Work to do:
a) Revise the part of the text on AWS regions that opens with the words containing "Another thing to" and closes with "need to explore.", putting "coffee" in place of "beer".
b) Shorten the paragraph of the text on AWS regions that begins "If it doesn't make sense", keeping its main points.

Source document:
## START
Another thing to remember is ‘where’ you buy that beer aka procure these instances. Bar hopping is fun, but… you must be VERY CAREFUL about procuring instances across regions. It’s extremely easy to start toying around with AWS across regions and get ‘unexpected’ bills at the end of the month. What is AWS region? It’s a place where you buy beer. It could be US, EMEA, APAC. And within these regions there are sub-regions that you need to explore.

If it doesn’t make sense… let’s start again. You want to lease a bunch of servers within a data center that is physically located in one of a few available places on Earth where Amazon hosts them. The bill for using each of these data centers comes to you separately. The moment you run/test/acquire some servers you owe money. Still not sure what I mean? Abandon this article. Or this will cost you money. Yes, go away and read more and come back when you are more comfy buying and paying for what you are using… There is no free AWS lunch.

You may think that it’s a very inflexible and ‘should be centralized’ pricing model, but… it’s your own responsibility. There is no easy way to manage it other than keeping some sort of logs of what region you started playing with. And yes, take it very seriously. These dollars add up very quickly and you don’t want to pay a huge bill for forgetting that you have spawn a few resources in other regions which you forgot to terminate. Note: I really really don’t blame Amazon/AWS. It’s you who procure and utilize resources. Always clean after yourself. You have been warned. It’s almost for granted that when you are new to AWS you will have to pay for bills in more than region. Yes, we all have to start somewhere.
## END
Dataset excerpt:
## START
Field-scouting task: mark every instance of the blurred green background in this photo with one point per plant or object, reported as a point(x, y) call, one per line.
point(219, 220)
## END
Task solutions:
a)
Another thing to remember is ‘where’ you buy that coffee aka procure these instances. Bar hopping is fun, but… you must be VERY CAREFUL about procuring instances across regions. It’s extremely easy to start toying around with AWS across regions and get ‘unexpected’ bills at the end of the month. What is AWS region? It’s a place where you buy coffee. It could be US, EMEA, APAC. And within these regions there are sub-regions that you need to explore.

b) You lease servers in data centers that Amazon hosts in a few places on Earth, and each data center bills you separately. Once you run, test or acquire servers, you owe money. If that isn't clear, stop reading and learn more before coming back, since there is no free AWS lunch.